## DIRECTIONS
A faithful copy of all the entries is required, with no pictures in it.

Segment Start: SUPPLIED ENTRIES

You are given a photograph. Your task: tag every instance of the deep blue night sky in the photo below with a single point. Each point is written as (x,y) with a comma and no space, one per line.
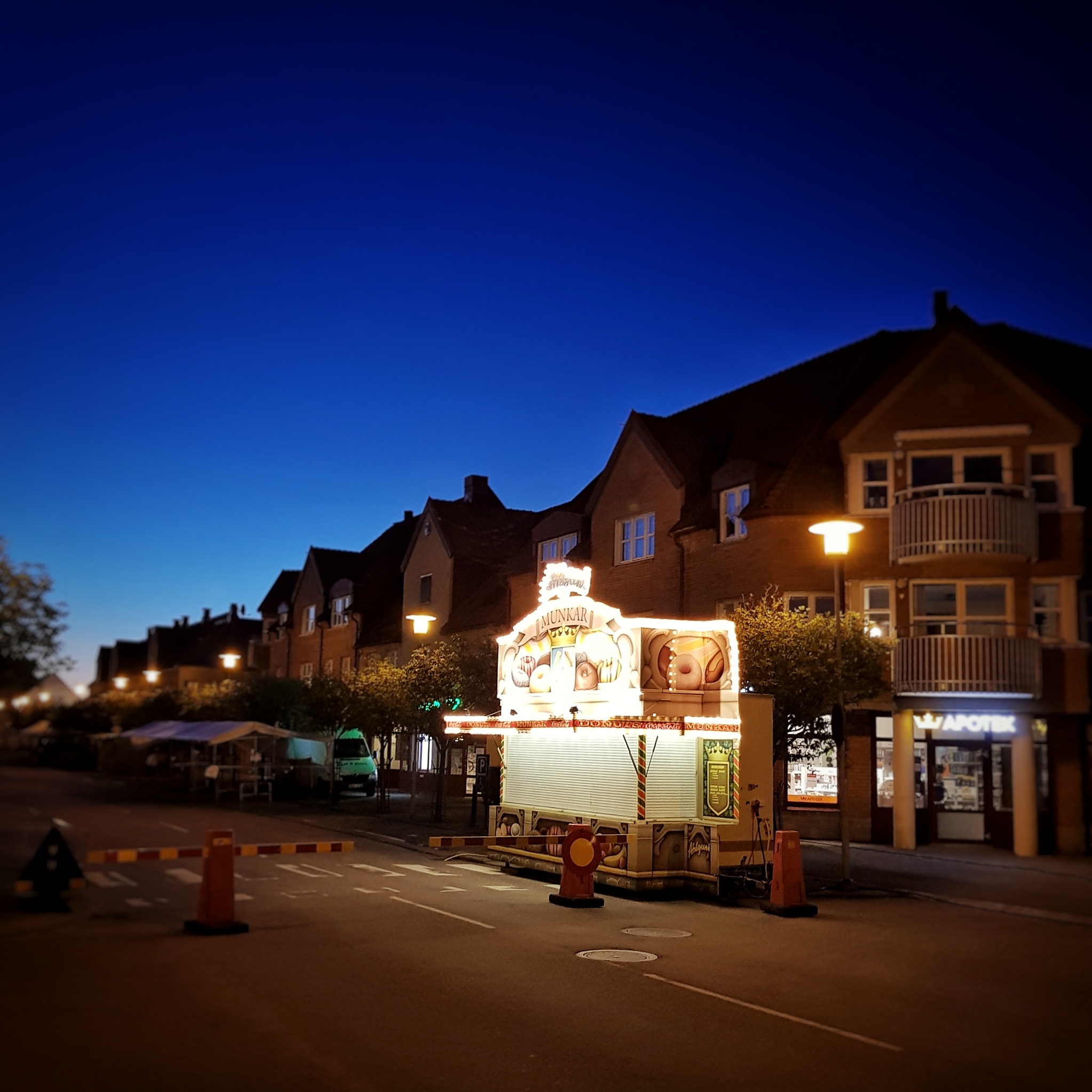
(272,273)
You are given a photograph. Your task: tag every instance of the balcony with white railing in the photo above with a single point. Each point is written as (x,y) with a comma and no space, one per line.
(940,521)
(969,664)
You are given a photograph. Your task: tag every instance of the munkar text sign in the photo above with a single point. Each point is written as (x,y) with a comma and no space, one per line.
(574,651)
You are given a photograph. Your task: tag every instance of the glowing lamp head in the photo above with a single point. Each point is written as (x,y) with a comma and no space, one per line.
(836,535)
(421,623)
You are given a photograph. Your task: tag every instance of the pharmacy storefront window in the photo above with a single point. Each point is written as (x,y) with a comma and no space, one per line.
(813,769)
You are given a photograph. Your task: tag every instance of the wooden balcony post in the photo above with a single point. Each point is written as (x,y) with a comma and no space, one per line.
(903,768)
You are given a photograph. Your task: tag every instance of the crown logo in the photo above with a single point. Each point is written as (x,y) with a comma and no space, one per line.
(563,637)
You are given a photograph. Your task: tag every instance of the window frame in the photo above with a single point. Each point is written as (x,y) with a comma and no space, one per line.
(648,539)
(339,611)
(742,495)
(961,621)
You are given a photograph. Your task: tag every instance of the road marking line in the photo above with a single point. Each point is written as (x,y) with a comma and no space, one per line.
(184,875)
(312,873)
(382,872)
(774,1012)
(446,913)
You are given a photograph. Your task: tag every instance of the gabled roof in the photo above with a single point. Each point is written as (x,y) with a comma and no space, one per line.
(281,592)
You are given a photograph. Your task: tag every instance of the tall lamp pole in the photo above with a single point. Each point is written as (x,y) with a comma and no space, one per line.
(836,544)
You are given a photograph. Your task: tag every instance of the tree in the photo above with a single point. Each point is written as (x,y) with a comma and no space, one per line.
(30,625)
(444,677)
(793,658)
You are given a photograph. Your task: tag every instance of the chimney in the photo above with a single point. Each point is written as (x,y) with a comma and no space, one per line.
(476,487)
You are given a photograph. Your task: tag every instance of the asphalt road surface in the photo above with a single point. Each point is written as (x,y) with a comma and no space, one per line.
(392,969)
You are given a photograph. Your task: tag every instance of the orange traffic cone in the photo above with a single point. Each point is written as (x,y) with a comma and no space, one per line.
(580,857)
(217,898)
(788,895)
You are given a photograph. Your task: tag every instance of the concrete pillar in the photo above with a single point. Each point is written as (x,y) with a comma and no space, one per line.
(1025,797)
(903,767)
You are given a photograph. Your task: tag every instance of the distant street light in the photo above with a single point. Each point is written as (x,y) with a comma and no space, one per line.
(421,623)
(836,544)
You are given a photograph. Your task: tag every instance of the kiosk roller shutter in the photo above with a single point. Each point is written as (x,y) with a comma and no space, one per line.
(583,776)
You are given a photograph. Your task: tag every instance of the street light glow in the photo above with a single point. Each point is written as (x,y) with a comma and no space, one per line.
(421,623)
(836,535)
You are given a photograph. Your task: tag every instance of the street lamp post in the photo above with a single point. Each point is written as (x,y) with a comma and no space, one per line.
(836,544)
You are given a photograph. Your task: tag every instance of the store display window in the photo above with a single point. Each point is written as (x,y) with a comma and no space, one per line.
(885,774)
(813,769)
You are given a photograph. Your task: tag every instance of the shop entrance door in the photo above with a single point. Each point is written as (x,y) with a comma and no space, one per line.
(959,792)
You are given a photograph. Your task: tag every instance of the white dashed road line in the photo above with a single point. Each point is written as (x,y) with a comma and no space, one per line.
(774,1012)
(446,913)
(378,871)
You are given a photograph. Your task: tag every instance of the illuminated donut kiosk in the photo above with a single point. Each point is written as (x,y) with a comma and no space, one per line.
(634,725)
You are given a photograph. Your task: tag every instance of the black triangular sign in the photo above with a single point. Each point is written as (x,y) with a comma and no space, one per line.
(53,866)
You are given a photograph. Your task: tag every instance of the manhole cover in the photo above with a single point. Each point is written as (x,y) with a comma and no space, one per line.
(618,955)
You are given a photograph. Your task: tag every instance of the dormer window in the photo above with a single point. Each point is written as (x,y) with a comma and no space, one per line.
(733,502)
(553,550)
(636,539)
(340,612)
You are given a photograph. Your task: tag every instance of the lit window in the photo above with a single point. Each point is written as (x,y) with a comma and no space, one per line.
(811,603)
(975,610)
(553,549)
(876,481)
(733,502)
(1044,478)
(637,537)
(1047,611)
(879,610)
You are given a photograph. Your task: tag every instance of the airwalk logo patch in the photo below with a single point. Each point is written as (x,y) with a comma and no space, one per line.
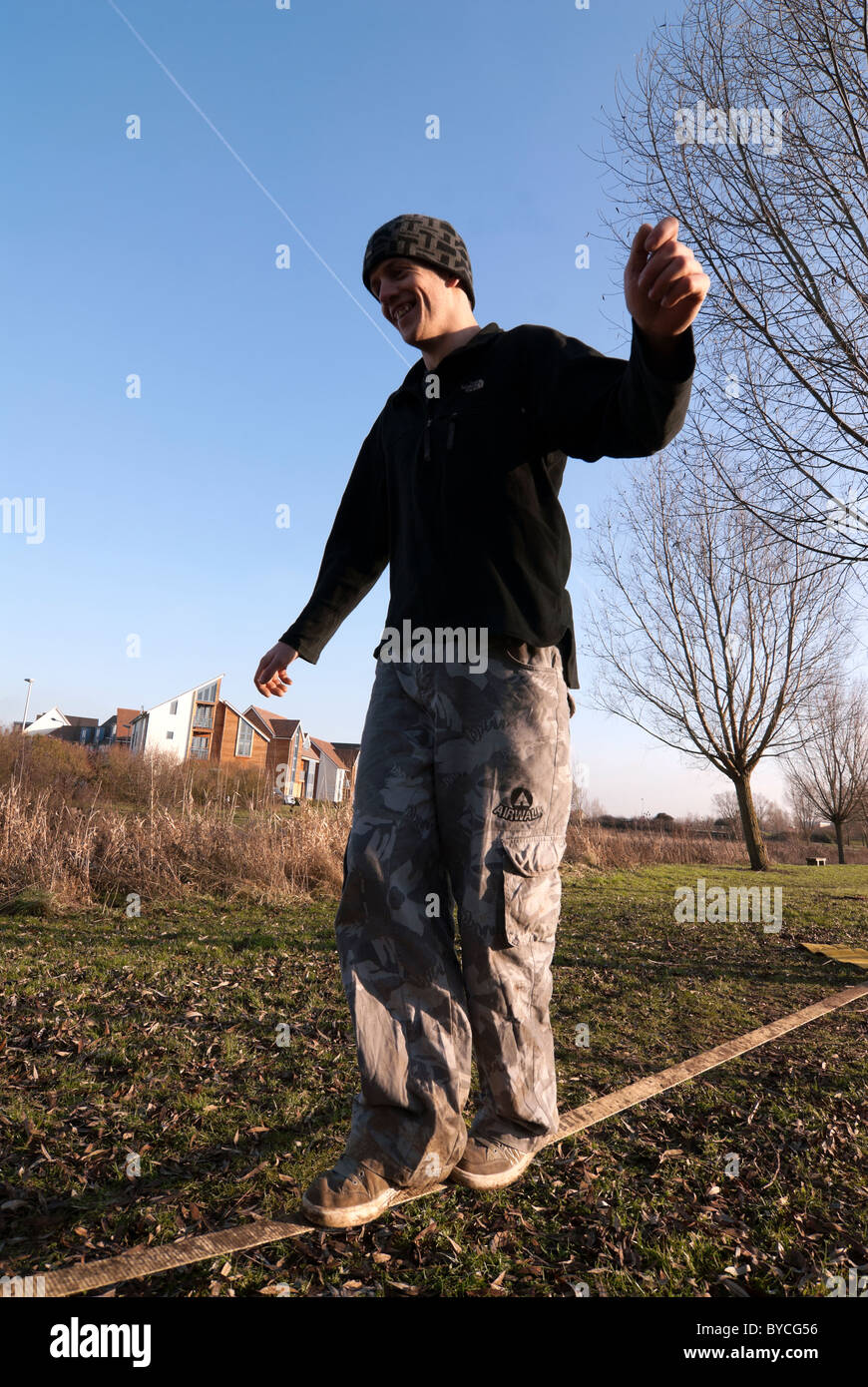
(519,809)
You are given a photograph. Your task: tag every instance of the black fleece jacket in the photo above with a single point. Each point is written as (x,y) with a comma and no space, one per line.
(456,484)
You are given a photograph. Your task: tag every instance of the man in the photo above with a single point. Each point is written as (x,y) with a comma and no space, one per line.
(463,777)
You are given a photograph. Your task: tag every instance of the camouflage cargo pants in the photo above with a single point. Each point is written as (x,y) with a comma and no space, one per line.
(462,800)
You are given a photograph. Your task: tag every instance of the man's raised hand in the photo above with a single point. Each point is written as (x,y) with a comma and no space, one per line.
(272,678)
(664,284)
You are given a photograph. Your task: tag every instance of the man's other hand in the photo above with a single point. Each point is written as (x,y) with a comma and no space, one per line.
(270,678)
(664,284)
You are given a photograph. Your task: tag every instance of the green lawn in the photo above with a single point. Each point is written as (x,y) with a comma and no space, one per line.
(157,1035)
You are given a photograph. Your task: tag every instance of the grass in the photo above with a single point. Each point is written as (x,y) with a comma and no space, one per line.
(157,1035)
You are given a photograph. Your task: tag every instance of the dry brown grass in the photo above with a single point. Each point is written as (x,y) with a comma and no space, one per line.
(103,828)
(84,827)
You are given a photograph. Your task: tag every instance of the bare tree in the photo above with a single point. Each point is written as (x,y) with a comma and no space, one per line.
(749,124)
(804,813)
(831,768)
(728,811)
(708,632)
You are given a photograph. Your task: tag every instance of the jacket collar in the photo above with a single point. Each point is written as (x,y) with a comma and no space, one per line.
(419,370)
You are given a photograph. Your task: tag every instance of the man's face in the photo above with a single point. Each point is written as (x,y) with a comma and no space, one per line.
(431,309)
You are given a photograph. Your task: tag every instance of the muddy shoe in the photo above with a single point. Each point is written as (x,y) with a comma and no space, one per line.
(348,1194)
(490,1165)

Segment End: SUPPLIED ENTRIES

## YOUR RESPONSE
You are given a photograph. Your task: tag every instance of the deep blue night sky in the photo below with a single point. Each point is written as (x,y) with a comma and no space, one per line.
(272,273)
You are given a photograph. Your task: tag every instance of the balcony with white railing in the photo above with a single point. Each point is written as (x,y) with a comma and no space, one per line.
(940,521)
(969,664)
You are given a photograph. Your task: tag every instance of the munkar text sign in the photo above with a single point. Each point is written as (x,y) with a comma and no space, one per line.
(574,651)
You are given a photograph. Your task: tag every instance of the glowing lamp head in the photo above with a single point. Each point is written as (x,y) with a comma and no space, one per line.
(836,535)
(421,623)
You are given a photograph. Your task: tag every instance of the pharmacy storefront window in the photo above with a single point. Each point is written as (x,y) with a comma and no space, one per line.
(813,769)
You are given a photograph. Your task: tag every instance of the wooden balcony post in the photo above with a single point. Each point is written as (x,y) with a comma and no space, one per line.
(903,768)
You are given a photograph. Your task: tag every instance of the crown logo in the photo above with a single point. Each point is written as (x,y) with a comma and no space, one per line.
(563,637)
You are given a photograph. Your task: tag every instance of the window frame in the photo above with a single point. Each point is written as (x,y) with a comma and no space, one per line.
(648,539)
(339,611)
(742,495)
(961,621)
You are given a photograph. Your task: tag every instance of the road marking line in the photo above with a single point. Each point is written as (x,y) with a comma and no space, one per line.
(184,875)
(312,873)
(382,872)
(774,1012)
(446,913)
You are given a photograph. Your task: tag every instance of the gabled roof in the photo above with a single point. Each point is written as (x,y) with a comma and no space, one per line.
(281,592)
You are given a photograph. Your task: tag every instance of the tall lamp pole in the photo above with a single point. Each point is written as (x,y) with a comma and no space, one per line.
(836,544)
You are given a photograph. Your task: tag every instance of the tree in the photo above with a single point. Each point is written as (x,y) with a comma and no space, one per line.
(30,625)
(444,677)
(793,658)
You are given a photograph. Your task: tag every instance of the chimney in the photo above with a single point. Each point is written as (x,y) with a comma and no space, one per line.
(476,487)
You are given a photograph. Your task: tag every instance of the asphalt road surface in the photo above with a single point. Each point is written as (x,y) with a comma and no space, one per line.
(392,969)
You are given a photograph. Your task: tag every instance of the orange traffic cone in the photo above with a single point. Each point is written as (x,y) with a comma and no space, one per line.
(580,857)
(217,898)
(788,895)
You are given a photograph. Your task: tag every instance of the concrete pillar in the photo above with a single point. Each point is written as (x,y) with a comma and no space, one per line.
(1025,797)
(903,767)
You are given a photograph. Your task: tag every instance of the distant street light in the photo above with a single point. Each point is written as (x,y) with a comma and no space, one per line.
(421,623)
(836,544)
You are given a photograph. Your task: tag every instance of the kiosk roller shutter in the photo above with a single point. Each point is written as (x,y) with a comma and no space, one per line.
(583,776)
You are given a photograph. Your task: tag every instance of the street light glow in the photo above with a single point. Each point is written as (x,y) with a comma and no space, one per line.
(421,623)
(836,535)
You are given a photograph. Your task: tag every instance of the street lamp post in the photo above with a single point. Each point is written as (x,y) with a comma and no space, one per line.
(836,544)
You are given a photograph. Your task: tag every instance of the store display window in the photo above with a single point. Each point is written as (x,y) with a comma and no space, one per line.
(885,774)
(813,769)
You are given a photograph. Your task: tag every instance of the shop entrance door in the photo above with a single point. Each point is written as (x,y) with a comma and no space, one per line.
(959,792)
You are given a photograph. Your task: tag every instance of the white dashed road line in the photo above with a single point. Each point is written as (x,y) with a comma and no space, one per line.
(774,1012)
(446,913)
(378,871)
You are given a photograph. Your task: tag every instance of the illuminated donut kiosk in the photo above with a single point. Each point is written as (x,y) with a comma and no space, one per line.
(634,725)
You are given a photograph. Your task: tag every instance of the black triangular sign in the photo above with a single point. Each point is written as (x,y) with a comma and no space, one per line.
(53,866)
You are given a photograph. Your task: tag every instance of the manhole cover in the photo above with a single point. Each point is written as (x,y) with a comma and no space, one per line.
(618,955)
You are given a photograph. Your task: tag every instance of the dormer window in the photo above with a single point. Each point is written as (x,y) with a comma and no space, one per line.
(733,502)
(553,550)
(636,539)
(340,612)
You are given a photograph. Your task: tag every instance of the lit window in the photo above with a single point. Each point is written as (x,y) with a comma and no space, one per line.
(811,603)
(975,610)
(553,549)
(876,481)
(733,502)
(1044,478)
(637,537)
(1047,611)
(879,610)
You are given a photograph. Your task: tag every instance of the airwalk logo patch in the photo below with a single point. Each point is written as (x,y) with a comma and no space, one per line.
(519,809)
You are given a photograph. Your task: tag every instance of the black fleece jacket in the photo above with a single point. Each point is written as (x,y) with a comma and no space, one per line.
(456,484)
You are given a photograph. Your task: tag every instance of the man in the photo above with a single point. Each point is written as (x,y) with a comma and no space, one per line.
(463,777)
You are given a photograph. Your task: tag every instance of the camouflage cargo pants in the photo above with a single point. Each point is written as (x,y) with a comma and no space, one per line.
(462,800)
You are given a photograph. Your task: tag every instance of the man's raised hand in the photo above with a single point. Each point is written as (x,y) with a comma and no space, one per line.
(272,678)
(664,284)
You are given a photograph. Your task: tag every instance of the man's other hand in the photo above with a single point. Each point is written as (x,y) with a comma and no space, one per line.
(270,678)
(664,284)
You are given a photograph. Your task: tag every instance of the green lawn in the photo above with a single point. Each point is written as (x,y) with a comma and no space, one per line.
(157,1035)
You are given a photograph. Your task: tag every instance of the grass in the photo above with a single point. Each point is written as (x,y) with a comma and no space, one per line.
(157,1035)
You are given a photograph. Your task: tag every instance of the dry brown grass in the photo above with a single point. Each point is written as (x,y) with a comma and no space, one per line.
(103,828)
(84,827)
You are given a photograph. Your task: tag every instance of the bare tree in the photo above with a single point. Each point is written as (x,y) with a comma and no space, one per line.
(749,124)
(804,813)
(831,768)
(728,811)
(708,632)
You are given a photograph. Your task: tag every instance of the jacket collar in the photo above with a single point. Each point is written as (x,y) with a comma and no space, one per line.
(419,370)
You are given a photograph. Your task: tag every instance of the man's face in the photo above with a single point. Each point is written as (x,y) with a comma and no space, one per line.
(431,309)
You are given a photograph. Your task: tag every instance of the muddy shoe in the photo above with a single point. Each point is written as (x,y) with a comma and no space, one per line.
(348,1194)
(490,1165)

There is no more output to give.